[SELECTED EXTRACT — start]

But most importantly, AI changes our relationship with the law. Everyone commits driving violations all the time. If we had a system of automatic enforcement, the way we all drive would change—significantly. Not everyone wants this future. Lots of people don’t want to fund the IRS, even though catching tax cheats is incredibly profitable for the government. And there are legitimate concerns as to whether this would be applied equitably.

AI can help enforce regulations. We have no shortage of rules and regulations. What we have is a shortage of time, resources and willpower to enforce them, which means that lots of companies know that they can ignore regulations with impunity. AI can change this by decoupling the ability to enforce rules from the resources necessary to do it. This makes enforcement more scalable and efficient. Imagine putting cameras in every slaughterhouse in the country looking for animal welfare violations or fielding an AI in every warehouse camera looking for labor violations. That could create an enormous shift in the balance of power between government and corporations—which means that it will be strongly resisted by corporate power.

AIs can provide expert opinions in court. Imagine an AI trained on millions of traffic accidents, including video footage, telemetry from cars and previous court cases. The AI could provide the court with a reconstruction of the accident along with an assignment of fault. AI could do this in a lot of cases where there aren’t enough human experts to analyze the data—and would do it better, because it would have more experience.

AIs can also perform judging tasks, weighing evidence and making decisions, probably not in actual courtrooms, at least not anytime soon, but in other contexts. There are many areas of government where we don’t have enough adjudicators. Automated adjudication has the potential to offer everyone immediate justice. Maybe the AI does the first level of adjudication and humans handle appeals. Probably the first place we’ll see this is in contracts. Instead of the parties agreeing to binding arbitration to resolve disputes, they’ll agree to binding arbitration by AI. This would significantly decrease cost of arbitration. Which would probably significantly increase the number of disputes.

So, let’s imagine a world where dispute resolution is both cheap and fast. If you and I are business partners, and we have a disagreement, we can get a ruling in minutes. And we can do it as many times as we want—multiple times a day, even. Will we lose the ability to disagree and then resolve our disagreements on our own? Or will this make it easier for us to be in a partnership and trust each other?

V: AI-assisted citizens

AI can help people understand political issues by explaining them. We can imagine both partisan and nonpartisan chatbots. AI can also provide political analysis and commentary. And it can do this at every scale. Including for local elections that simply aren’t important enough to attract human journalists. There is a lot of research going on right now on AI as moderator, facilitator, and consensus builder. Human moderators are still better, but we don’t have enough human moderators. And AI will improve over time. AI can moderate at scale, giving the capability to every decision-making group—or chatroom—or local government meeting.

[SELECTED EXTRACT — finish]

TASK REQUIREMENTS:
• A. Write out the part of the passage about AI and the law that begins at the words "AIs can provide" and stops after "have more experience.", keeping every word the same.
• B. According to the passage about AI and the law, where will we probably first see AI doing adjudication?
Rely on nothing but the passage about AI and the law.

[AVAILABLE DATA — start]

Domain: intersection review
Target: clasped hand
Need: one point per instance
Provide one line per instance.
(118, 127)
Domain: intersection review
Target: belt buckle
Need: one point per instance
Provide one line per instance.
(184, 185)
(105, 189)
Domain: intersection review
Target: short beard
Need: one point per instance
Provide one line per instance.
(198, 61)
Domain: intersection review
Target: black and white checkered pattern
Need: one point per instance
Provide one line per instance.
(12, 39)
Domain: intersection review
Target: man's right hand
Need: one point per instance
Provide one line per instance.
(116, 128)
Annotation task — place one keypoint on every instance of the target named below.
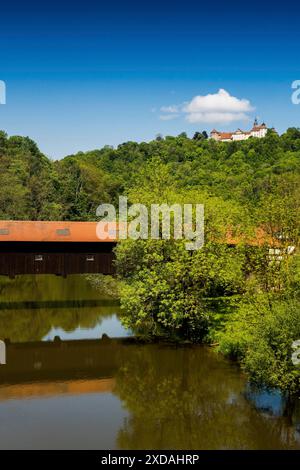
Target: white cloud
(219, 107)
(170, 109)
(216, 117)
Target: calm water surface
(84, 393)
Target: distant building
(258, 130)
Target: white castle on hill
(257, 130)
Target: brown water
(84, 393)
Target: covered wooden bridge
(62, 248)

[AVAILABLE DATA — finish]

ANSWERS PER TASK:
• A.
AIs can provide expert opinions in court. Imagine an AI trained on millions of traffic accidents, including video footage, telemetry from cars and previous court cases. The AI could provide the court with a reconstruction of the accident along with an assignment of fault. AI could do this in a lot of cases where there aren’t enough human experts to analyze the data—and would do it better, because it would have more experience.

• B. In contracts.